Exercise text:
All images were preprocessed using PMOD software version 3.5 (PMOD Technologies Ltd., Zürich, Switzerland) and the Statistical Parametric Mapping software (SPM12, Wellcome Department of Cognitive Neurology, London, UK), operating in the MATLAB software environment (version 7.11; MathWorks, Natick, MA, USA). At first, motion correction was applied for all PET images. Afterward, each PET image was coregistered to individual T1-weighted magnetic resonance images and anatomically normalized (MNI152 standard space, Montreal Neurological Institute, Montreal, QC, Canada) using Diffeomorphic Anatomical Registration Through Exponentiated Lie Algebra (DARTEL) [32].

Parametric [11C]PBB3- and [11C]PiB-PET images were generated by voxel-based calculation of standard uptake value ratio (SUVR) to the cerebellar cortex at 30–50 minutes and 50–70 minutes after the injections, respectively. To estimate mean cortical tau and Aβ burden of each subject, a mean cortical template volume of interest was created consisting of bilateral frontal, medial and lateral temporal, parietal, and occipital cortices using the automated anatomical labeling (AAL) atlas implemented in the Wake Forest University PickAtlas version 2.4 [33] and modified to be devoid of CSF space using CSF maps generated from individual magnetic resonance images.

Check your understanding:
a) Please copy the stretch of the PET methods passage from "All images were" through "Algebra (DARTEL) [32].".
b) List every city named in the PET methods passage.
c) According to the PET methods passage, at what time after injection was the SUVR calculated for the [11C]PiB-PET images?

Data extract:
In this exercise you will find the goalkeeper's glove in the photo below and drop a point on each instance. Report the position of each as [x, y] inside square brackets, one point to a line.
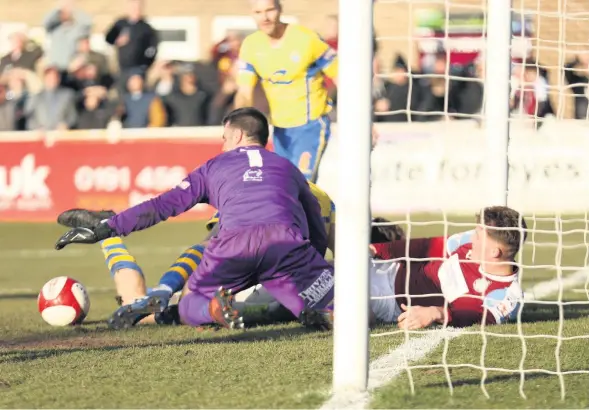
[85, 235]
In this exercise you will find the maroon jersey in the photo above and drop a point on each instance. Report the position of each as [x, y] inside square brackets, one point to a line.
[431, 275]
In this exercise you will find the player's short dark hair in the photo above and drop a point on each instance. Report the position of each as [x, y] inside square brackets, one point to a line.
[251, 121]
[504, 217]
[385, 233]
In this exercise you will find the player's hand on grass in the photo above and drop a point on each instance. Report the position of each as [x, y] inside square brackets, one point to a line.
[84, 235]
[417, 317]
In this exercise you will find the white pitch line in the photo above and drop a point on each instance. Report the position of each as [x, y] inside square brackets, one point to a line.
[389, 366]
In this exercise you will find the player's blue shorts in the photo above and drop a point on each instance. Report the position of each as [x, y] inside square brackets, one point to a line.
[304, 145]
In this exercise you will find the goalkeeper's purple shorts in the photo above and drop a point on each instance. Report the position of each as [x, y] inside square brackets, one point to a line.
[276, 256]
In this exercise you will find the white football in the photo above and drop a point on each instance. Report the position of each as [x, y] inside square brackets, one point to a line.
[63, 301]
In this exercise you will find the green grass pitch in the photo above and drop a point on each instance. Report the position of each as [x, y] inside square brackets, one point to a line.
[276, 366]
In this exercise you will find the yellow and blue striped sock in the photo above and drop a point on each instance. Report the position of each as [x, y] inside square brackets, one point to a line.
[175, 277]
[117, 256]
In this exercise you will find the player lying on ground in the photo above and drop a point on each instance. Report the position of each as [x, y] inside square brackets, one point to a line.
[128, 276]
[271, 231]
[476, 283]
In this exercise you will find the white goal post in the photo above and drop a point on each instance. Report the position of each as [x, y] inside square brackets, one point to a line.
[350, 364]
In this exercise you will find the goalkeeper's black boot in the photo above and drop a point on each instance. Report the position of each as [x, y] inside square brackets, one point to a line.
[171, 314]
[129, 315]
[222, 311]
[320, 319]
[83, 218]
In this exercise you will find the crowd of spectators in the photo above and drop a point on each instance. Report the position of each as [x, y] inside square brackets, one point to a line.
[70, 86]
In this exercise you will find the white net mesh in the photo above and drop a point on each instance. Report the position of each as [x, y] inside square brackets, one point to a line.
[437, 162]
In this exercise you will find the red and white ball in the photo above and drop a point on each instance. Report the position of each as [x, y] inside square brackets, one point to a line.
[63, 301]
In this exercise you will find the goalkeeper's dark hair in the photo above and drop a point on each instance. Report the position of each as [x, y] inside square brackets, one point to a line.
[385, 233]
[251, 121]
[504, 217]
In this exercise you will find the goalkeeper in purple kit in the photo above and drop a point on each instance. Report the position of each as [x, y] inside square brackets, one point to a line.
[271, 230]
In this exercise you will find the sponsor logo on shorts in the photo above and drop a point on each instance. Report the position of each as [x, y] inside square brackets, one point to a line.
[318, 289]
[305, 162]
[253, 175]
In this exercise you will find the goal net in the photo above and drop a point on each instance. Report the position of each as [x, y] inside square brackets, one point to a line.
[431, 172]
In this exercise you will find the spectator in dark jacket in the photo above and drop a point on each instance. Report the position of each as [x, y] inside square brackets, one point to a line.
[94, 112]
[136, 41]
[7, 111]
[187, 106]
[141, 108]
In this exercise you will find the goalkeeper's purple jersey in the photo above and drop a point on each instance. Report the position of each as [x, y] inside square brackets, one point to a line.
[249, 186]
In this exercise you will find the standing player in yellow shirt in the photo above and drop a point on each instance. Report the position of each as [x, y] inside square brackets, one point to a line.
[291, 62]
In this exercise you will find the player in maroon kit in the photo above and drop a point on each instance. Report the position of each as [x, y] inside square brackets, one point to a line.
[469, 279]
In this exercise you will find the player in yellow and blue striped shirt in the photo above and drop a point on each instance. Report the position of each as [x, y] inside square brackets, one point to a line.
[291, 62]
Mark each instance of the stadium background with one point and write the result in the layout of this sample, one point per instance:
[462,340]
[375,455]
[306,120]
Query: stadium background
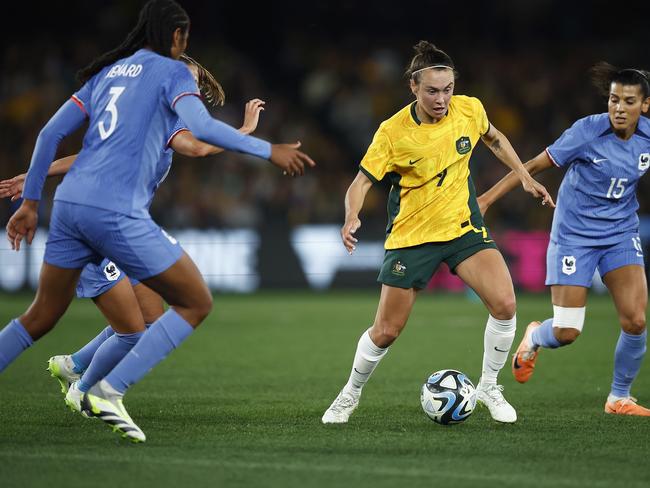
[330,73]
[239,405]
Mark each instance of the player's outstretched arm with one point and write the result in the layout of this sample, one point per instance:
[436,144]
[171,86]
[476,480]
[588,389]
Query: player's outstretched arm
[285,156]
[186,144]
[13,187]
[536,165]
[354,199]
[22,224]
[502,149]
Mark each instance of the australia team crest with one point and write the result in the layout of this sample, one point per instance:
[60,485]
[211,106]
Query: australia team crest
[463,145]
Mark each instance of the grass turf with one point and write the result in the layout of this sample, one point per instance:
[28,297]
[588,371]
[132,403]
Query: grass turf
[239,404]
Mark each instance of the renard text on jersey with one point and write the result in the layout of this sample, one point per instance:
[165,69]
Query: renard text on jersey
[130,70]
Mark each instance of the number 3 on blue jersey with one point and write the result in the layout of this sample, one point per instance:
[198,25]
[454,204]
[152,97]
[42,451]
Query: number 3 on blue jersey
[111,108]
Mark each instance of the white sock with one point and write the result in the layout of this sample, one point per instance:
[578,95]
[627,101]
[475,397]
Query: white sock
[497,341]
[366,359]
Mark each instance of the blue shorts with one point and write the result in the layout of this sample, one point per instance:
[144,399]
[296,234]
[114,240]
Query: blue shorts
[575,265]
[96,279]
[80,235]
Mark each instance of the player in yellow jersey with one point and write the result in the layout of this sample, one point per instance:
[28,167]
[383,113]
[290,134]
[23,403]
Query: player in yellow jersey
[433,217]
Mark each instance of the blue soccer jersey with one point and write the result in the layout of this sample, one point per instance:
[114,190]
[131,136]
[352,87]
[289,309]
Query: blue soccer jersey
[127,127]
[596,204]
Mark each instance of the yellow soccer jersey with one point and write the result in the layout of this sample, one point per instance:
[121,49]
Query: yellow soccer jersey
[432,196]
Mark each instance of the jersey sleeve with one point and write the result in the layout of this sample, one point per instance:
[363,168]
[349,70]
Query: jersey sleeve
[480,117]
[180,83]
[178,127]
[375,164]
[568,146]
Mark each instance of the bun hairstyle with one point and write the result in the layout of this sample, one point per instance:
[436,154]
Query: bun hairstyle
[604,74]
[428,56]
[211,89]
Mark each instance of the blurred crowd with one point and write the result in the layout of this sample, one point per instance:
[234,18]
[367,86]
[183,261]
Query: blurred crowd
[329,90]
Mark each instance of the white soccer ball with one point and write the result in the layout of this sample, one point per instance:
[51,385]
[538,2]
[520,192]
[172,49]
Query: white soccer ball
[448,397]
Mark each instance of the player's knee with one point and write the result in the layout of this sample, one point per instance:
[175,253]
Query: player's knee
[566,335]
[386,333]
[505,308]
[635,324]
[203,307]
[37,324]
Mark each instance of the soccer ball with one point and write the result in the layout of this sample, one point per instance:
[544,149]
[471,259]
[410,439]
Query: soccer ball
[448,397]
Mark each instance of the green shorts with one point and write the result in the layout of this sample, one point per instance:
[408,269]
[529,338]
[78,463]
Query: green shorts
[413,267]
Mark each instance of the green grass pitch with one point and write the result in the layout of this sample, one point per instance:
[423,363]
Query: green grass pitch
[239,404]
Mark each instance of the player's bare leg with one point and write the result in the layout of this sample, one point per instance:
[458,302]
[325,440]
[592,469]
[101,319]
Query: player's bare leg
[487,274]
[629,290]
[151,304]
[55,291]
[395,305]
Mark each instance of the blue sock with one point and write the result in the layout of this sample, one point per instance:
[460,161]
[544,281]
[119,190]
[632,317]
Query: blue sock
[630,350]
[83,356]
[108,354]
[164,335]
[543,336]
[14,339]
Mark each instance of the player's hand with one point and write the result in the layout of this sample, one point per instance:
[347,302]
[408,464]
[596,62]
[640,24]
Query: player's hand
[291,161]
[13,187]
[252,115]
[483,204]
[22,224]
[537,190]
[347,233]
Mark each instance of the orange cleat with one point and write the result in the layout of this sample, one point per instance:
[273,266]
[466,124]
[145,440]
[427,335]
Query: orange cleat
[626,406]
[523,361]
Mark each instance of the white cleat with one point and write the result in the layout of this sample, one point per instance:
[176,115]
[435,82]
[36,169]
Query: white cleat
[73,398]
[492,397]
[103,402]
[341,409]
[61,368]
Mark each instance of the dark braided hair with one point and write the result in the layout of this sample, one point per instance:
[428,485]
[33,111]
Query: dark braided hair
[211,89]
[426,55]
[604,74]
[155,29]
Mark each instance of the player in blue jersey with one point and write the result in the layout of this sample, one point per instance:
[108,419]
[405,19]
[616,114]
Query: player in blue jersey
[131,97]
[595,226]
[104,283]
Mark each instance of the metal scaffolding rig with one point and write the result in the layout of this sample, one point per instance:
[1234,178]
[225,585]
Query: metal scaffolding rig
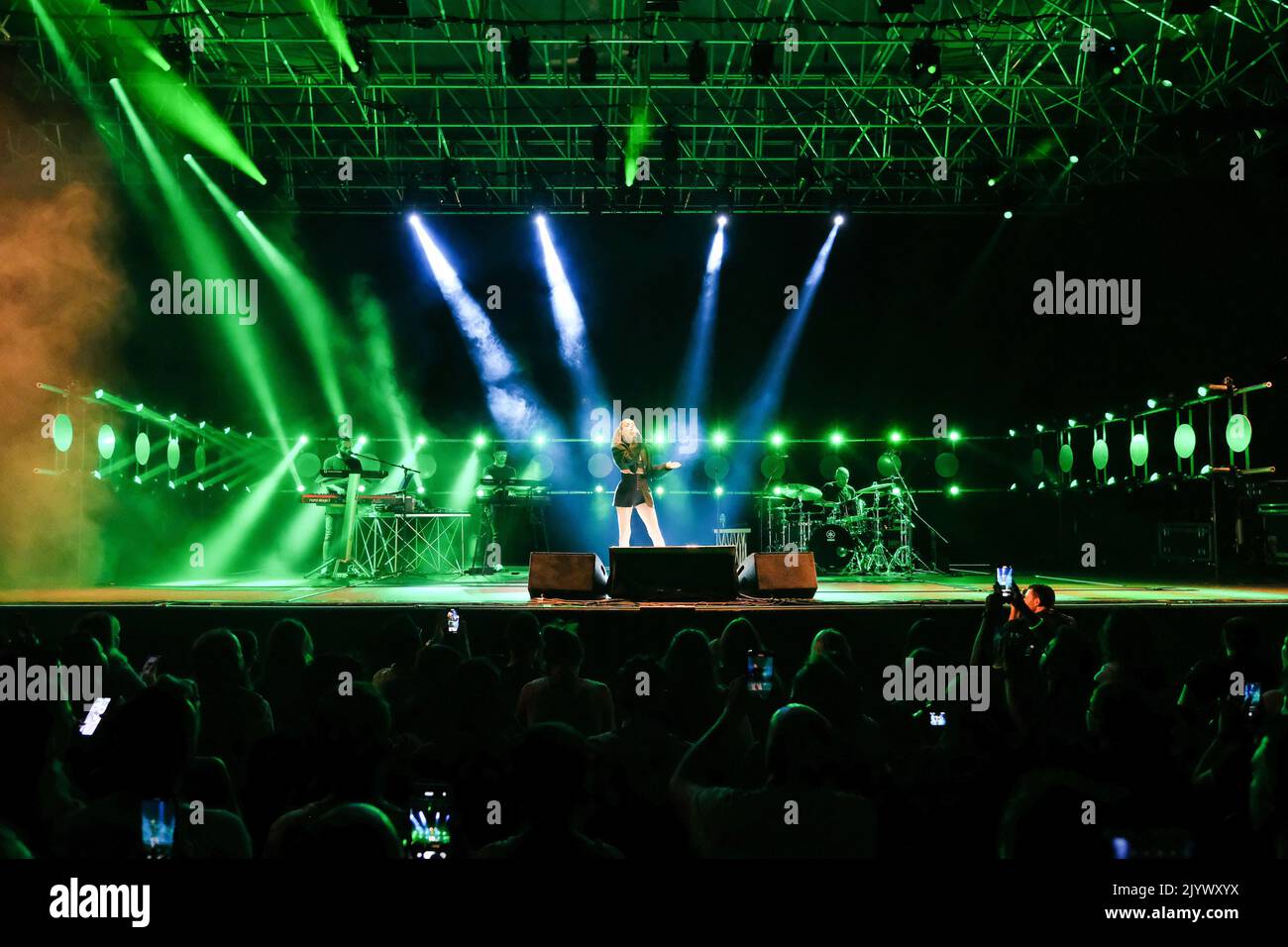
[805,106]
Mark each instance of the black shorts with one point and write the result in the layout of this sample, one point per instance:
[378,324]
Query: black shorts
[632,491]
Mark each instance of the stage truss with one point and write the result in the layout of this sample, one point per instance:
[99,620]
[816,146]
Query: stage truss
[437,118]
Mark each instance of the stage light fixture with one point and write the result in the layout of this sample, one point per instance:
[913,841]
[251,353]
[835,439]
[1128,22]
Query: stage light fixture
[670,145]
[923,59]
[599,144]
[588,63]
[761,60]
[518,59]
[1107,55]
[362,56]
[697,62]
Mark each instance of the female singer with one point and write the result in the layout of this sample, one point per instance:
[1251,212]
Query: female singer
[632,492]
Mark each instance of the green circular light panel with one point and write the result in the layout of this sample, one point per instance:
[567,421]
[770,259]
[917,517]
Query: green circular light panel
[1138,450]
[1100,454]
[1237,433]
[1065,458]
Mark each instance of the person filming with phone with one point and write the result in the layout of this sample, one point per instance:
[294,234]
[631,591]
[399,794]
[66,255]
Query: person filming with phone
[1013,618]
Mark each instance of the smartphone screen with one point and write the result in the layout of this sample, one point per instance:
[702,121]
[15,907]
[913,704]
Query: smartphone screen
[760,672]
[94,715]
[1006,579]
[1252,697]
[430,821]
[158,827]
[150,668]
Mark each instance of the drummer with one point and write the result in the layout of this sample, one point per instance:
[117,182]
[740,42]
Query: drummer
[838,493]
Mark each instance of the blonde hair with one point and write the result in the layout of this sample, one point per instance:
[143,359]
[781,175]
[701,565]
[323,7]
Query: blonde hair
[618,441]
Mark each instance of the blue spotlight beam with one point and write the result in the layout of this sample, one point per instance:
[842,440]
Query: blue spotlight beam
[697,367]
[571,326]
[513,406]
[773,376]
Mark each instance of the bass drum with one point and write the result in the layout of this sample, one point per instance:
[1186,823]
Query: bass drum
[832,547]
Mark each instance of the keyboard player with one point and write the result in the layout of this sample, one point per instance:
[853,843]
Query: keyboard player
[343,459]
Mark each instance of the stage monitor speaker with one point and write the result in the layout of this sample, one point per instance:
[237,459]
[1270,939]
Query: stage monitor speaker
[567,575]
[673,574]
[778,575]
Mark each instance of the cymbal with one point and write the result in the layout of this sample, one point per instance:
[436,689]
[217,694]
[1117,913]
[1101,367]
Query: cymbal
[802,491]
[875,488]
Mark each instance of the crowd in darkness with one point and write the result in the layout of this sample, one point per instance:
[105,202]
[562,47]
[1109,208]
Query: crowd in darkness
[1086,750]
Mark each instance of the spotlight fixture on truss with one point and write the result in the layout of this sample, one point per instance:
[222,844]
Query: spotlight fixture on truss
[761,60]
[923,59]
[588,63]
[518,59]
[697,62]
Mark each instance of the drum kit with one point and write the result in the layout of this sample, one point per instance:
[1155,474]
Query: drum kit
[870,534]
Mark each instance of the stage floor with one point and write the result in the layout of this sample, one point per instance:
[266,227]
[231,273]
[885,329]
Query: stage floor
[507,589]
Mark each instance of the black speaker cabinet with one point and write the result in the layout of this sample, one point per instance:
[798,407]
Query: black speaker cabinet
[673,574]
[567,575]
[778,575]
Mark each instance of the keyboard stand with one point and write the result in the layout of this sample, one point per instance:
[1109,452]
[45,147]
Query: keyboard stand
[352,567]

Answers per task:
a)
All images were preprocessed using PMOD software version 3.5 (PMOD Technologies Ltd., Zürich, Switzerland) and the Statistical Parametric Mapping software (SPM12, Wellcome Department of Cognitive Neurology, London, UK), operating in the MATLAB software environment (version 7.11; MathWorks, Natick, MA, USA). At first, motion correction was applied for all PET images. Afterward, each PET image was coregistered to individual T1-weighted magnetic resonance images and anatomically normalized (MNI152 standard space, Montreal Neurological Institute, Montreal, QC, Canada) using Diffeomorphic Anatomical Registration Through Exponentiated Lie Algebra (DARTEL) [32].

b) Zürich, London, Natick, Montreal

c) 50–70 minutes after the injection